Provided passage -
○ ○ ○ ○

Carlton Hardy (born July 24, 1971) is an American college baseball coach. He is the head baseball coach at Savannah State University.

College

Hardy played college baseball at Grambling State from 1989 to 1991. At Grambling State, Hardy was First Team All Conference in 1990 and 1991. He graduated from Grambling State with a B.S in Computer Information Systems and a Master of Science degree in Sports Administration.

Career

Hardy played for the Martinsville Phillies in 1991 where he had a batting average of .133 and a fielding percentage of .921 at third base.

Hardy's coaching career began in 1998 as the Head coach of Talladega of the NAIA. He coached Talladega College for two seasons, leading the team to a 34-18 record (and the most wins in school history up to that point).

○ ○ ○ ○

Dataset content -
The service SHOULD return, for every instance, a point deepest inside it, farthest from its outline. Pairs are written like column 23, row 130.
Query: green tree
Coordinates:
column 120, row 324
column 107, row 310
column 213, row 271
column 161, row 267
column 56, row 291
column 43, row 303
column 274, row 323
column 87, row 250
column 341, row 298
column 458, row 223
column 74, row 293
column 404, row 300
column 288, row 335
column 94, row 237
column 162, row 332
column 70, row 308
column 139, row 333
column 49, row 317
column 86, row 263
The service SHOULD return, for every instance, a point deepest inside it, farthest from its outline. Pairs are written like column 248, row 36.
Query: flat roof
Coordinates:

○ ○ ○ ○

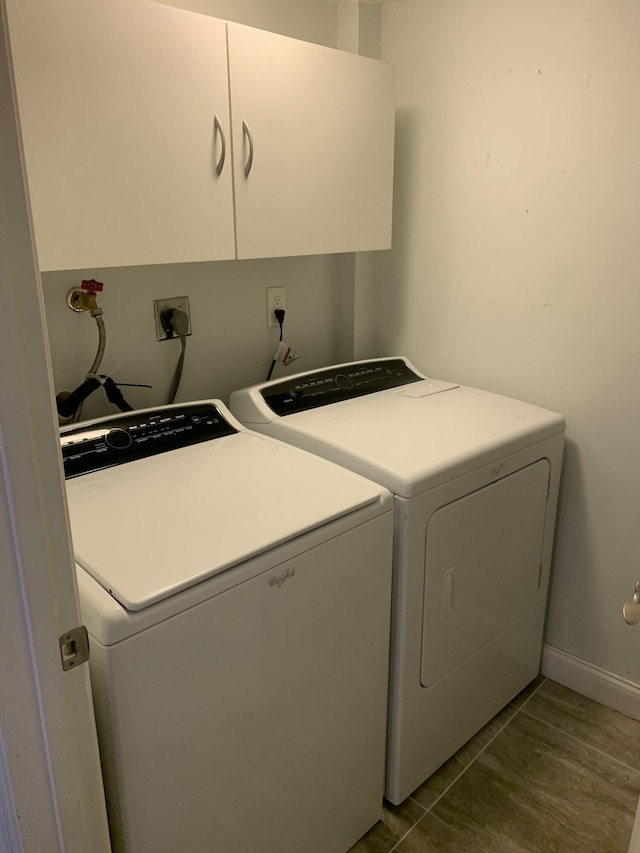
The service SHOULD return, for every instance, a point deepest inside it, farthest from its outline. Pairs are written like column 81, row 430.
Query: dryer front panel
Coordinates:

○ ○ ○ ○

Exercise instructions - Carry on the Carlton Hardy biography, starting right after its final sentence.

Result of this exercise -
Hardy's next head coaching job was as the head coach of Olivet where he coached from 2000 to 2005 and turned around the program Hardy coached Olivet to a 105-123 record in his 6 seasons with the club.

Savannah State hired Hardy as their head coach in 2006.  

In July 2006, Hardy's alma mater, Grambling State hired Hardy as their head coach before Hardy decided to stay with Savannah State. 

Hardy is currently a member of the USA Today Sports board of coaches.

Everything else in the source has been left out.